Task instructions →
1. Translate this sentence from the passage on flood insurance into Spanish: "Flooding is the most common and costly disaster in the United States."
2. Continue the passage on flood insurance and flooding costs from its last sentence.

Given passage →

# # #

In October, FEMA implemented a new flood insurance rate system that increased premiums for new policy holders in an effort to better reflect hazards. While this is intended to increase revenues for the program, the higher rates are unaffordable to lower-income people, who become more likely to drop their policies, said Alicia Cackley, director of financial markets and community investment at the GAO. Cackley said the GAO recommends Congress appropriate more money for those who cannot afford the higher premiums.
Homeowners in areas that experience frequent flooding, especially those who live in an area with outdated or inaccurate flood maps, risk seeing their property value decrease and flood insurance rates increase, which can drive people out of their homes and leave the federal government to cover the costs, Cackley said. While FEMA is taking steps to address the financial problems, she said there’s still much at risk.
“It is a program in trouble,” she said. “Unless something changes, it’s not sustainable. It’s just going to continue to be a drain on the budget.”
Flooding is the most common and costly disaster in the United States. The average cost per flood event is around $4.6 billion and because of climate change, more severe weather events are increasing the frequency and intensity of flooding, according to Adam Smith, a lead scientist for the National Oceanic and Atmospheric Administration’s National Center for Environmental Information. The U.S. experienced more billion-dollar flood events in the last decade than it did during the three previous decades combined, Smith said.

# # #

Coordinate annotation entries →

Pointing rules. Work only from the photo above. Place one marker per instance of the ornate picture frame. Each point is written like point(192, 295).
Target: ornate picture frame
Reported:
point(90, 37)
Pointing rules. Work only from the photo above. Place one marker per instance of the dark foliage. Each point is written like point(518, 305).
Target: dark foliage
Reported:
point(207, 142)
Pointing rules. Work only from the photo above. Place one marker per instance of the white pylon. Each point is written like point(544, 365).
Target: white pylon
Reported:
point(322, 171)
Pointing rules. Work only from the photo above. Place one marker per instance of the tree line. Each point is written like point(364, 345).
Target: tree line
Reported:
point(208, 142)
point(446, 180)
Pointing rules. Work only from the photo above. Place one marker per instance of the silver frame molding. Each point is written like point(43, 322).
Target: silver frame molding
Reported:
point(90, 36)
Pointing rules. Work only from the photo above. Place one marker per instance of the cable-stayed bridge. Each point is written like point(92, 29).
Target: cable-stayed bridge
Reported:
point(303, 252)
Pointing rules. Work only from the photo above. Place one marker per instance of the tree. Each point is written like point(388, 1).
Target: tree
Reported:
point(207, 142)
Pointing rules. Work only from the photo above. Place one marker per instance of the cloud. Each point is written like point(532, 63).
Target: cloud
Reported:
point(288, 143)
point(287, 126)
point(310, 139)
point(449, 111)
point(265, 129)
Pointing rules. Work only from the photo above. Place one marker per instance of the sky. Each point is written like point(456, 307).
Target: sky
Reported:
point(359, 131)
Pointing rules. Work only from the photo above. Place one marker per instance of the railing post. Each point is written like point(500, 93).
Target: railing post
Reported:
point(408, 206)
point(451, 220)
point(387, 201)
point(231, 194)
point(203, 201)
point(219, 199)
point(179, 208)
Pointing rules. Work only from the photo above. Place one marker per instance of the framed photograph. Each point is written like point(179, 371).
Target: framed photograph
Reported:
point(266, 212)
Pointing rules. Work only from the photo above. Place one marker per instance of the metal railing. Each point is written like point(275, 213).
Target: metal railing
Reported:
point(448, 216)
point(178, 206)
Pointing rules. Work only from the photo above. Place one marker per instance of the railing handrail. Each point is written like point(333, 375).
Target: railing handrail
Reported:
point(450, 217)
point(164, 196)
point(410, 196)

# # #

Task-by-task answers →
1. Las inundaciones son el desastre más común y costoso de los Estados Unidos.

2.
“Both inland and coastal flooding events can be quite costly at destroying homes, businesses, and many forms of infrastructure while also disrupting commerce across many industries,” Smith said.
Throughout the last five years, the GAO has released several reports detailing the problems with NFIP. In an October study, the agency reported that FEMA’s flood maps — which identify areas at high risk of flooding and inform which communities FEMA will require or recommend buy flood insurance — are outdated and do not reflect current increased flood hazards like heavy rainfall from climate-related weather events.
There is no consistent or definitive timetable for when FEMA will update a community’s flood maps, according to CRS, leaving some communities across the country with maps that have not been revised for decades.
More than half of the country remains unmapped for flood hazards and around 15% of the communities that participate in NFIP have maps over 15 years old — many have maps over 30 years old, according to Jerry Hancock, stormwater and floodplain programs coordinator for the city of Ann Arbor, Michigan. Because flood mapping is funded through the financially distressed NFIP, FEMA doesn’t have the money to update maps quickly enough for communities to best defend themselves against severe storms, Hancock said.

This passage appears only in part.